-- Begin RECORDS TO PROCESS --

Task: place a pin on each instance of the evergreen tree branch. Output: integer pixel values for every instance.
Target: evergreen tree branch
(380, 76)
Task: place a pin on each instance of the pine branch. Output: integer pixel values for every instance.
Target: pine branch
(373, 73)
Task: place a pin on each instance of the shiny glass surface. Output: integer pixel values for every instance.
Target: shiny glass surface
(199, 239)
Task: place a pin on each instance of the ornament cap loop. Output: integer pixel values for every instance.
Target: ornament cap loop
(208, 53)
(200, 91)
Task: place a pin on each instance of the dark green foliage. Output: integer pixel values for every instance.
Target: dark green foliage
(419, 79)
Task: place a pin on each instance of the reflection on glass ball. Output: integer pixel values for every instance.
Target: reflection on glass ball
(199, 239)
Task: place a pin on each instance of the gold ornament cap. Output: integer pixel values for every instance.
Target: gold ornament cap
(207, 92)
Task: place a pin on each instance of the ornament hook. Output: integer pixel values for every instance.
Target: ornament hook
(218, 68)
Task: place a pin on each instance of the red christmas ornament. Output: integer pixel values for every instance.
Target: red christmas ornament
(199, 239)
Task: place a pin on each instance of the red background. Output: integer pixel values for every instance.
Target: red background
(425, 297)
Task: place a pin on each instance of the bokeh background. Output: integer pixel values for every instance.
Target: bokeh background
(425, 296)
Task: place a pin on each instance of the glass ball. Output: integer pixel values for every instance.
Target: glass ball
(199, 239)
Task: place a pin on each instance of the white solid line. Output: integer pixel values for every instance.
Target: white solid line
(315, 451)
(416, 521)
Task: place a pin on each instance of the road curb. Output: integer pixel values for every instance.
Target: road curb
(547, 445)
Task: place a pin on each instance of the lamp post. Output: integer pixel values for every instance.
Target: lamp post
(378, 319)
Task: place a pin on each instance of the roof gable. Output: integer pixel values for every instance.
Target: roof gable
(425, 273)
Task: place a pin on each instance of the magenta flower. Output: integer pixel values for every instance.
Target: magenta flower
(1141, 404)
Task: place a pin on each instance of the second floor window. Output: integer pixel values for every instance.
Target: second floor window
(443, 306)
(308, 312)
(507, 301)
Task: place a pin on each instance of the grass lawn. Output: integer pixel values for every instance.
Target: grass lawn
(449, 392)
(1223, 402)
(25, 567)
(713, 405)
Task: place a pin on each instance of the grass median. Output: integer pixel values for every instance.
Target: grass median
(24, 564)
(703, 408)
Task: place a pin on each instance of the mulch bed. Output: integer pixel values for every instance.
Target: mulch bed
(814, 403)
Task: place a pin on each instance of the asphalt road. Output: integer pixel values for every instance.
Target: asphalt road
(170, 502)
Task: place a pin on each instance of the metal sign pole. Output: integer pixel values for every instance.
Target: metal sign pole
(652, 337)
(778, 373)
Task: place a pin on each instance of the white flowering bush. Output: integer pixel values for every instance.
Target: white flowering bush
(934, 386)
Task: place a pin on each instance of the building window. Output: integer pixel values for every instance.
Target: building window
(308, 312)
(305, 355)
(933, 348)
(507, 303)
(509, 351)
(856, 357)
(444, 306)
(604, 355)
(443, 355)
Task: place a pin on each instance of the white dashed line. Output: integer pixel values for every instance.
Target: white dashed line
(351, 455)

-- End RECORDS TO PROCESS --
-- Begin RECORDS TO PROCESS --

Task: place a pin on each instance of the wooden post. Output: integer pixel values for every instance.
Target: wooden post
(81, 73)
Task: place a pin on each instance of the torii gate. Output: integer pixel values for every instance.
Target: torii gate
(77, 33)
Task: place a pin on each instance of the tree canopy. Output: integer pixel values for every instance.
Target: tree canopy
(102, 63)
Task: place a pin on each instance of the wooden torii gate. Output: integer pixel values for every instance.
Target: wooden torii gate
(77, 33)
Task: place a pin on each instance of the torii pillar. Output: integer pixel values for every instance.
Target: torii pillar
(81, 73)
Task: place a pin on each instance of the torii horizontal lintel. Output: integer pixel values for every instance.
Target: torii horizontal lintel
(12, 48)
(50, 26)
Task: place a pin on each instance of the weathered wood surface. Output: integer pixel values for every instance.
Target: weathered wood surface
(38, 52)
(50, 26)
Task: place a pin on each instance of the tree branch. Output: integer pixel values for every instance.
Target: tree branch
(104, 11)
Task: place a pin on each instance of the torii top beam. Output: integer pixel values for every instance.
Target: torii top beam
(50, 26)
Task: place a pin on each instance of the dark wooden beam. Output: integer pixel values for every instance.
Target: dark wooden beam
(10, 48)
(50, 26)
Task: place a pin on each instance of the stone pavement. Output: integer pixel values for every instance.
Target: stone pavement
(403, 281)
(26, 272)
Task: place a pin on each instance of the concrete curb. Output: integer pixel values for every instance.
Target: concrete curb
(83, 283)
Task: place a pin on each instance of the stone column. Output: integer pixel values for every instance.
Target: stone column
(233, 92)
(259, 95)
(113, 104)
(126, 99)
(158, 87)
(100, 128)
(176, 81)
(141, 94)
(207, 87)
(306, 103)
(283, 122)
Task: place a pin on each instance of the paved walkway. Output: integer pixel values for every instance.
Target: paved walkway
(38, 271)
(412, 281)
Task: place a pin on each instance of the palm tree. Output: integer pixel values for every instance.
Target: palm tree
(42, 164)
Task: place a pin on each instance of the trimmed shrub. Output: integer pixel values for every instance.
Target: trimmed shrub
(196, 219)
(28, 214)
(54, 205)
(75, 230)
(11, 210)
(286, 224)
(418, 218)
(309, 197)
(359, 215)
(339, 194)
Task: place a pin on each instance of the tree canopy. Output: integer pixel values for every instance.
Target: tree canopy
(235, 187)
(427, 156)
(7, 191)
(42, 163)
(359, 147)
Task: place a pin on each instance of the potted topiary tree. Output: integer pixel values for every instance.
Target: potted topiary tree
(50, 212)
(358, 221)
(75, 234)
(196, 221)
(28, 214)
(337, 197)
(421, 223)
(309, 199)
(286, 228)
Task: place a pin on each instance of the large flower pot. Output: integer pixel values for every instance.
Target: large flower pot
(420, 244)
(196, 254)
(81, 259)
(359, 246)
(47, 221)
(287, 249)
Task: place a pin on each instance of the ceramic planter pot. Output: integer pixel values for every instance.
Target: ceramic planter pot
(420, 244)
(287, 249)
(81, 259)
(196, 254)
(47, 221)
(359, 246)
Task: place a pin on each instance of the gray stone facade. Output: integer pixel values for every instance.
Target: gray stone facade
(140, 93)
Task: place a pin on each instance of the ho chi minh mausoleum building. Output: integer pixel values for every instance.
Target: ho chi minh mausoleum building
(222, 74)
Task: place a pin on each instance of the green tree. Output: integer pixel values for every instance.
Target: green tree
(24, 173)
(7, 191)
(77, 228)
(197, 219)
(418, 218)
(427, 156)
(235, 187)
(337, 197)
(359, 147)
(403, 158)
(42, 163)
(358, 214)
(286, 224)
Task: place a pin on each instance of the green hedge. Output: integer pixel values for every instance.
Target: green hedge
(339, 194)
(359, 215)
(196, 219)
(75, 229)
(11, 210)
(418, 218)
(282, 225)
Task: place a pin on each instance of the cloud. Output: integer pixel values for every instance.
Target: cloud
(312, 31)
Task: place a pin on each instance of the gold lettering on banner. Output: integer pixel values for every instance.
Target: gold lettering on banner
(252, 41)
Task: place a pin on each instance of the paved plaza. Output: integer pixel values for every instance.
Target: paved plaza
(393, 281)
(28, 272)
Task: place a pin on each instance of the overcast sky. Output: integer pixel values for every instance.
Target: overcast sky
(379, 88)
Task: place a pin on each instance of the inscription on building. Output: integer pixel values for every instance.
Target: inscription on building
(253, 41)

-- End RECORDS TO PROCESS --

→ OBJECTIVE
Gather every line of the rows above that contains the word "paved" and copy each one out in full.

→ FULL ANSWER
Task: place a pin on each instance of the paved walkway. Output: integer pixel values for every instance.
Target: paved walkway
Task: place a pin on each instance of the paved plaza. Output: integer pixel values for every instance.
Target: paved plaza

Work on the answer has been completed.